* _AIM OF THE EXERCISE_:
Please reproduce every line of the records below without changing anything.

[Annotated coordinate records]

_ _ _ _ _ _ _

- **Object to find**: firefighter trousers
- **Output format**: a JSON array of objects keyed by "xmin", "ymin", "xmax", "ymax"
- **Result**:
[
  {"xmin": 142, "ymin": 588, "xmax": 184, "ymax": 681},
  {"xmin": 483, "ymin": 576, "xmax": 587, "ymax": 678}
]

_ _ _ _ _ _ _

* _FINAL RESULT_:
- **Object to find**: firefighter trousers
- **Output format**: a JSON array of objects keyed by "xmin", "ymin", "xmax", "ymax"
- **Result**:
[
  {"xmin": 142, "ymin": 588, "xmax": 184, "ymax": 681},
  {"xmin": 483, "ymin": 576, "xmax": 587, "ymax": 678}
]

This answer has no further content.